## start EXERCISE DATA

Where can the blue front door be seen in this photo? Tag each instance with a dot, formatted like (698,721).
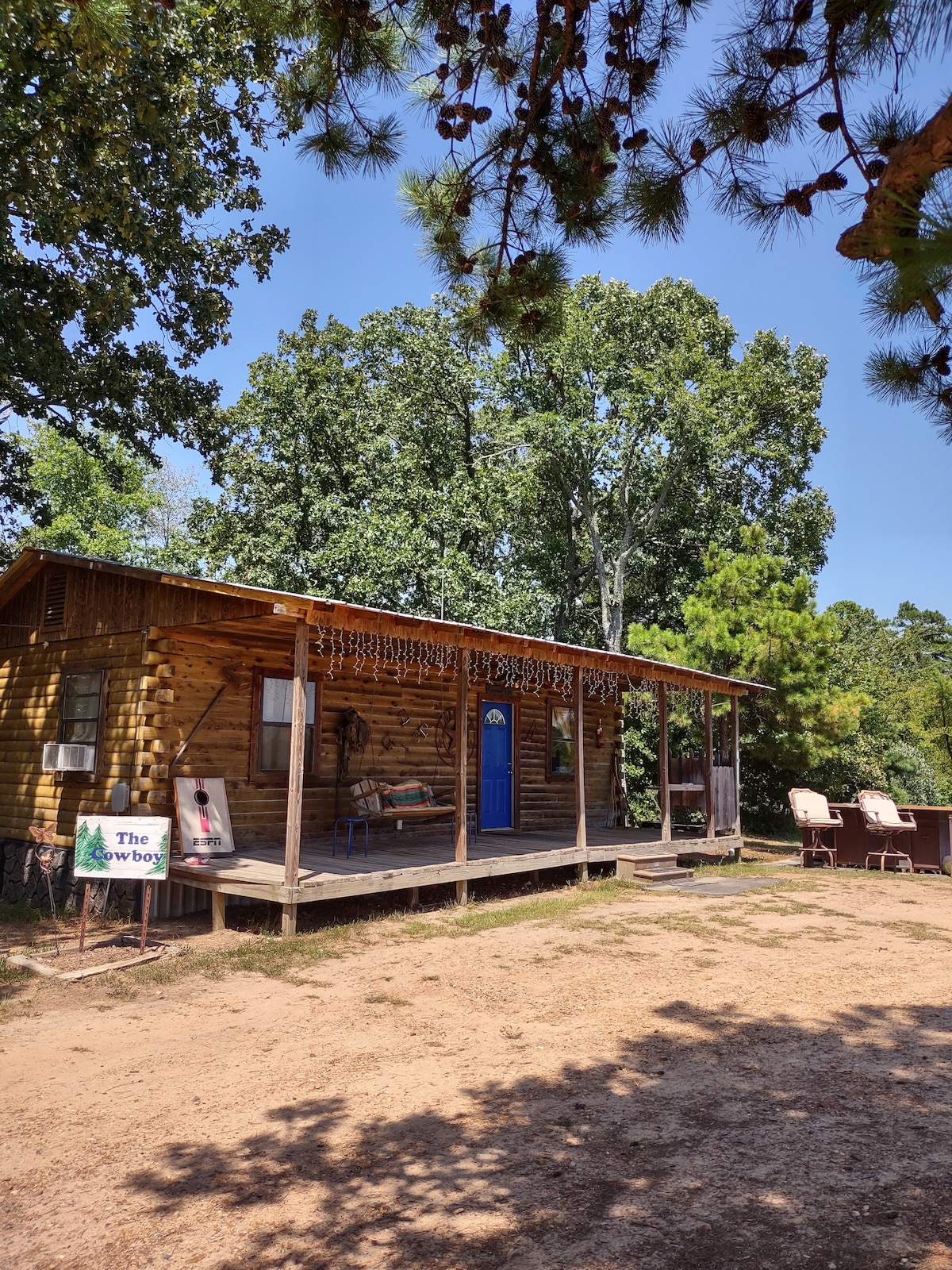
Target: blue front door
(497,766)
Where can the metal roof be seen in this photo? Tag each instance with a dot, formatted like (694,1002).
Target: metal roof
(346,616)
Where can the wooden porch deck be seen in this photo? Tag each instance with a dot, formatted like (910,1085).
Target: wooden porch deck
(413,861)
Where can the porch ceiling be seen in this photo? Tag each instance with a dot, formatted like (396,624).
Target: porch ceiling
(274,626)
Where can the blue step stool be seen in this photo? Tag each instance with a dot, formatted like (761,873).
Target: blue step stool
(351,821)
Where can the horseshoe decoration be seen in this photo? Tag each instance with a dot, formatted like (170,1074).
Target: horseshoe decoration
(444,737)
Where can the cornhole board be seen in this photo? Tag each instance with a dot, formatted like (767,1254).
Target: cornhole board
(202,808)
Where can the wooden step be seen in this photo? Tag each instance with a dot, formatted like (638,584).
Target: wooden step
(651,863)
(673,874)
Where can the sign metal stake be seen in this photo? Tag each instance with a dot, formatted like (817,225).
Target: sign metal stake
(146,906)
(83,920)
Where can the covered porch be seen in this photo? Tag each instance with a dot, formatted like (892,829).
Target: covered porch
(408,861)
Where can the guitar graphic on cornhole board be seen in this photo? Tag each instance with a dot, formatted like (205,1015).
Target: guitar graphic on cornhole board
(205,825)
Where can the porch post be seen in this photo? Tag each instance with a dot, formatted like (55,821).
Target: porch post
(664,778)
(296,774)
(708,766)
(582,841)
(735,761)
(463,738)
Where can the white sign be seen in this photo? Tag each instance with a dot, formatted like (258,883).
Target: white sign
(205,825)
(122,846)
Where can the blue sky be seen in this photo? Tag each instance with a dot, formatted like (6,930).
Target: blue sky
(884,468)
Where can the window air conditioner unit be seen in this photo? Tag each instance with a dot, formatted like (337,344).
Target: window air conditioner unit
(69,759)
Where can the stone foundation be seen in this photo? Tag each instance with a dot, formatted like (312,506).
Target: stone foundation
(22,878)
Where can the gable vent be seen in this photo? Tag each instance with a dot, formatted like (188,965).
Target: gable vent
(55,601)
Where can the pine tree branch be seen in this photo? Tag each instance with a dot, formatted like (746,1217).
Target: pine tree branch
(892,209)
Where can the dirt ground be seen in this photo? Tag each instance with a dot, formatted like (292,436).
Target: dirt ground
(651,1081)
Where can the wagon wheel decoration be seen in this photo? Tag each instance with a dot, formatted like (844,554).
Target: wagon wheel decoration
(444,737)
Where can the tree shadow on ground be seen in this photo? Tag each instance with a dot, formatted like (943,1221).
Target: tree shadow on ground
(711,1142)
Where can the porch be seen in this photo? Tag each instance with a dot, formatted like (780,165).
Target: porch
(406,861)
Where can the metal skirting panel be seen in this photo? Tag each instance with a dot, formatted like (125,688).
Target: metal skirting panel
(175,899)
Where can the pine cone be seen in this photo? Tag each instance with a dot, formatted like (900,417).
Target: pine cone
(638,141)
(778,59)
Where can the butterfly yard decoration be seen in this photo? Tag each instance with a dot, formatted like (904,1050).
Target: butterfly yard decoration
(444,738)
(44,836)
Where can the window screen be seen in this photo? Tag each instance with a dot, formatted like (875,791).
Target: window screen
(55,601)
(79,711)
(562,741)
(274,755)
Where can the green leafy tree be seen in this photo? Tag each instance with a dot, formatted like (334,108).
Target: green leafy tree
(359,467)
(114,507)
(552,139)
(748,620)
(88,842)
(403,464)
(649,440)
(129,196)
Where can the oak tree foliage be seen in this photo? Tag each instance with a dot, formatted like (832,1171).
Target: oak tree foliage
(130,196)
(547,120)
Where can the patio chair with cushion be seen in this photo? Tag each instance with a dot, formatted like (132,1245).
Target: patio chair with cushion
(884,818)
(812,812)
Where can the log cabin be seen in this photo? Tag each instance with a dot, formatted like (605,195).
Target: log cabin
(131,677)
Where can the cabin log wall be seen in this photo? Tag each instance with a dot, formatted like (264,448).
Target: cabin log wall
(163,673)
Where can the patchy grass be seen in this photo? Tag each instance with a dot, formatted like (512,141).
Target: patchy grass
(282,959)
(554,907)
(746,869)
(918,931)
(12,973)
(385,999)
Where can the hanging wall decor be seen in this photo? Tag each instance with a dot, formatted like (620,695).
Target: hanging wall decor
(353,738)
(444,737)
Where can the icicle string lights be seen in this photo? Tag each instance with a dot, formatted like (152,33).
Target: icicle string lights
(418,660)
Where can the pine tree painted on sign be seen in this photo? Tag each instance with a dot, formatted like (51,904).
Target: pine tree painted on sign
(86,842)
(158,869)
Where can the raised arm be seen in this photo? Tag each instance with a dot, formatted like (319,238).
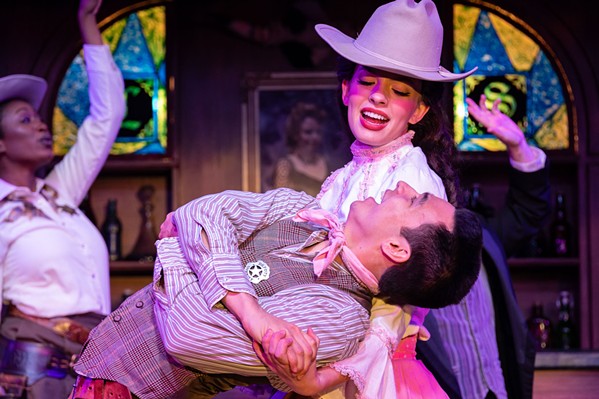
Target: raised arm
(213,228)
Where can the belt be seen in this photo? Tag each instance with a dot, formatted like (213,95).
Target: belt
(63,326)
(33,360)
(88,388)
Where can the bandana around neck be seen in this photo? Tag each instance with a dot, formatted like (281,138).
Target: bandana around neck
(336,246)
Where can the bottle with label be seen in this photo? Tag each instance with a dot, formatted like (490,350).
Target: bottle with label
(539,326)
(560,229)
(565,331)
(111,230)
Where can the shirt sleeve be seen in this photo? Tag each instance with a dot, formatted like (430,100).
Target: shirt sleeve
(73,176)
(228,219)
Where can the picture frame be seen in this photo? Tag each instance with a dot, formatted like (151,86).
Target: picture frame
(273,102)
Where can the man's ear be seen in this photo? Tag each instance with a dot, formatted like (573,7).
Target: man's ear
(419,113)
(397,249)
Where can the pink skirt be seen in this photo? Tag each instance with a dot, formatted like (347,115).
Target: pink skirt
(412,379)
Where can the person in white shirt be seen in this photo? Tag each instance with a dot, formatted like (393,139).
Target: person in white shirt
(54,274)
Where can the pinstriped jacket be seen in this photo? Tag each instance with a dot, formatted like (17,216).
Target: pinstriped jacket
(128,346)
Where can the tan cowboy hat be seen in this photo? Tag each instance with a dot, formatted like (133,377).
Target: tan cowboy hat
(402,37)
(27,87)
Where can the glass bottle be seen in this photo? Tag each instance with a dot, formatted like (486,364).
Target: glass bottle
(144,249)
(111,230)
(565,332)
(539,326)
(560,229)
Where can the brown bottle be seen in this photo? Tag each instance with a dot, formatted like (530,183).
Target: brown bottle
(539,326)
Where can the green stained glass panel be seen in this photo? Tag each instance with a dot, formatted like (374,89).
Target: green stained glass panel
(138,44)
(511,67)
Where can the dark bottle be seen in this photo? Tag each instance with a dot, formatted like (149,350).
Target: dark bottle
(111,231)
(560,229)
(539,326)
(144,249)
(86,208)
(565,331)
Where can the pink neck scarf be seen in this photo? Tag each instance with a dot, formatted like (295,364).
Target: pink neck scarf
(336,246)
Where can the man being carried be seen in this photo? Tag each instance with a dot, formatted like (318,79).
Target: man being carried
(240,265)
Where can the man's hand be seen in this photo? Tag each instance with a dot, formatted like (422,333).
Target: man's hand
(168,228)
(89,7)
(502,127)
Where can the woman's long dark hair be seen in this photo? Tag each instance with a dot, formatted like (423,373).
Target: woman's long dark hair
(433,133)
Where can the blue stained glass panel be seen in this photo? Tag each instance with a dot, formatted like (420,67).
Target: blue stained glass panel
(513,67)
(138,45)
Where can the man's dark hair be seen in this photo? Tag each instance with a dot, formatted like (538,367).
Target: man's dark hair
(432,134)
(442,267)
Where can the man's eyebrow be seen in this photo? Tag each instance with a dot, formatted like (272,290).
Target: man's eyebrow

## end EXERCISE DATA

PROBLEM TO WORK ON:
Copy out every line from the one containing "Where can the dark" to the end of the material, both ends included.

SOLUTION TO THE EXERCISE:
Where can the dark bottle be seen in this photo? Tag each instance with a dot, formatted like (149,350).
Target: dark bottle
(111,231)
(560,229)
(539,326)
(144,249)
(86,208)
(565,331)
Where can the pink neck scarf be seen in this photo? Tag each instance with a dot, formatted like (295,364).
Target: pink neck scarf
(336,246)
Where can the man being carried be seen in this photo? Tag each instance with a dot, formatted like (318,79).
Target: man being carried
(240,265)
Where can the man's hand be seen in this photo? Tag each instance with a dot, formatted like (422,333).
Target: man's hand
(168,228)
(89,7)
(502,127)
Where can the woman's long dark hair be seen in this photo? Tag each instance with a dot, formatted like (423,373).
Target: woman's long dark hair
(433,133)
Where can the blue stained glass panel be seen in this photo? Tag each instance with a dot, formatted like (420,67).
Target: blue stained glass panel
(513,67)
(138,45)
Where can the man's dark hair be seen in this photo? Tag each instance with a dot, formatted like (538,367).
Target: man's dark hair
(432,134)
(442,267)
Where can the man's eyebrow be seen in this photo? Tag each instance with a dot, formatted like (272,290).
Target: man's eyebrow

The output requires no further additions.